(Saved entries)
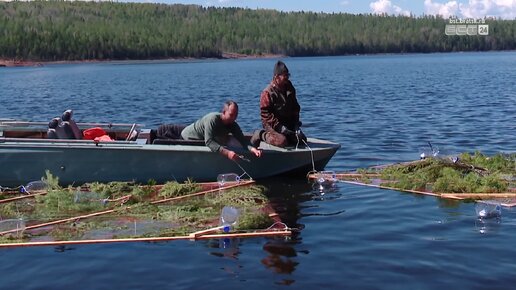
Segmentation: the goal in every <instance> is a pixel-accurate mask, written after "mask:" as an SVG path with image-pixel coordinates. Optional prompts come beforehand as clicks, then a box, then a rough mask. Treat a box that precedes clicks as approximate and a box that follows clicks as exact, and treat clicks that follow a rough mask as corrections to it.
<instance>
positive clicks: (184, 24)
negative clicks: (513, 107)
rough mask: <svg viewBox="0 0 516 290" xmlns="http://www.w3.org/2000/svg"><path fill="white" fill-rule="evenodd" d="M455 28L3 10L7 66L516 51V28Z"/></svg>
mask: <svg viewBox="0 0 516 290" xmlns="http://www.w3.org/2000/svg"><path fill="white" fill-rule="evenodd" d="M446 24H448V20H445V19H442V18H436V17H431V16H428V17H420V18H414V17H402V16H397V17H394V16H378V15H353V14H325V13H312V12H296V13H285V12H278V11H274V10H250V9H241V8H204V7H201V6H196V5H164V4H143V3H115V2H82V1H73V2H70V1H31V2H17V1H16V2H0V58H3V59H15V60H36V61H56V60H92V59H101V60H102V59H117V60H119V59H159V58H175V57H222V55H223V53H238V54H253V55H260V54H282V55H288V56H320V55H345V54H365V53H410V52H448V51H487V50H509V49H511V50H512V49H516V37H515V36H516V22H515V21H503V20H490V21H488V22H487V24H488V25H489V35H487V36H481V35H477V36H466V35H464V36H447V35H445V25H446Z"/></svg>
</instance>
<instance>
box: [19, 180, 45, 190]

(Exercise goal):
Put every line of the records above into a numbered list, skipping blank lines. Leave the pictures out of your answer.

(Your response):
1. Segmentation: the goal in every <instance> is a pixel-accurate mask, written after "mask:" as an SVG path with image-pixel coordinates. Optional prompts come beforehand as clicks, then a box, then a rough mask. Treat a box that precedes clicks as approximate and a box that follows clicks as exact, and treat clicks that follow a rough mask as corrections to it.
2. <instance>
3. positive clicks: (184, 24)
4. negative clicks: (513, 107)
5. rough mask: <svg viewBox="0 0 516 290" xmlns="http://www.w3.org/2000/svg"><path fill="white" fill-rule="evenodd" d="M455 28L3 10L7 66L516 51V28Z"/></svg>
6. mask: <svg viewBox="0 0 516 290" xmlns="http://www.w3.org/2000/svg"><path fill="white" fill-rule="evenodd" d="M446 24H448V20H445V19H442V18H436V17H431V16H428V17H420V18H414V17H402V16H397V17H394V16H378V15H353V14H325V13H312V12H296V13H285V12H278V11H274V10H250V9H241V8H204V7H201V6H196V5H164V4H143V3H115V2H82V1H73V2H70V1H31V2H17V1H16V2H0V58H3V59H15V60H36V61H56V60H92V59H101V60H102V59H117V60H119V59H159V58H175V57H222V55H223V53H238V54H253V55H260V54H282V55H288V56H320V55H345V54H365V53H410V52H448V51H487V50H509V49H511V50H512V49H516V37H515V36H516V22H515V21H503V20H490V21H488V22H487V24H488V25H489V35H487V36H481V35H477V36H466V35H464V36H447V35H445V25H446Z"/></svg>
7. </instance>
8. <instance>
9. box: [19, 180, 45, 190]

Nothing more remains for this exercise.